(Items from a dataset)
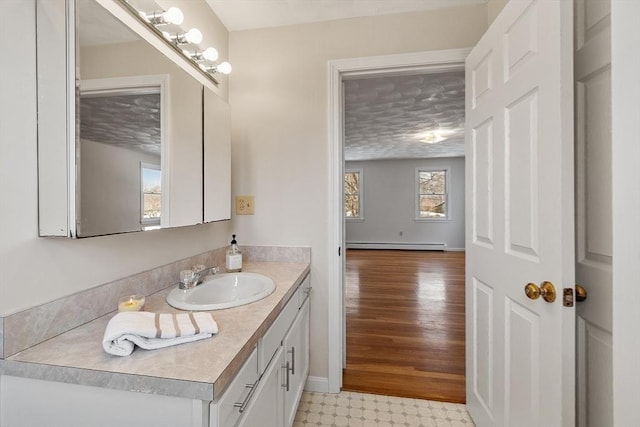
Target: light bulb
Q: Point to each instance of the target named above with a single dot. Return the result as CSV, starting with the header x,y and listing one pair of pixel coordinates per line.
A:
x,y
224,68
173,15
210,54
193,36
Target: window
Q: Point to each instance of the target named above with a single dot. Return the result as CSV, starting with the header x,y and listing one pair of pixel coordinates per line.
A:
x,y
432,194
353,194
150,195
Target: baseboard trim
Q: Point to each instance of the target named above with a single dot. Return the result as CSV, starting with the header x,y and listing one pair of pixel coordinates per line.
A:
x,y
317,384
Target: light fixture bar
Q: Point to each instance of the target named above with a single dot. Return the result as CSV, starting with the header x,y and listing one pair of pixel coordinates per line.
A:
x,y
173,15
222,68
193,37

### The problem
Copy the entries character for character, excluding any pictures.

### Your response
Target: light bulb
Q: Point to each instance of the target named above with a single dot. Return the result as CSV, starting with the header x,y and listing one pair of pixel coordinates per line.
A:
x,y
224,68
173,15
210,54
193,36
Target: window
Q: Point to each instance of the target named above with a single dot. Return the result as CSV, starting with the header x,y and listing one pair of pixel coordinates per line.
A:
x,y
432,194
353,194
150,195
Target: baseboard trim
Q: Point to each instance of the target named above with a single dot. Return the result as CSV, starting with the header x,y and listing one pair of pixel coordinates per line.
A:
x,y
317,384
Target: light fixture bar
Q: Point to each instance of the target named above with a single dot. Return the result as CSV, starting with the header x,y and listing one pair of pixel coordinates per line.
A:
x,y
173,15
222,68
193,37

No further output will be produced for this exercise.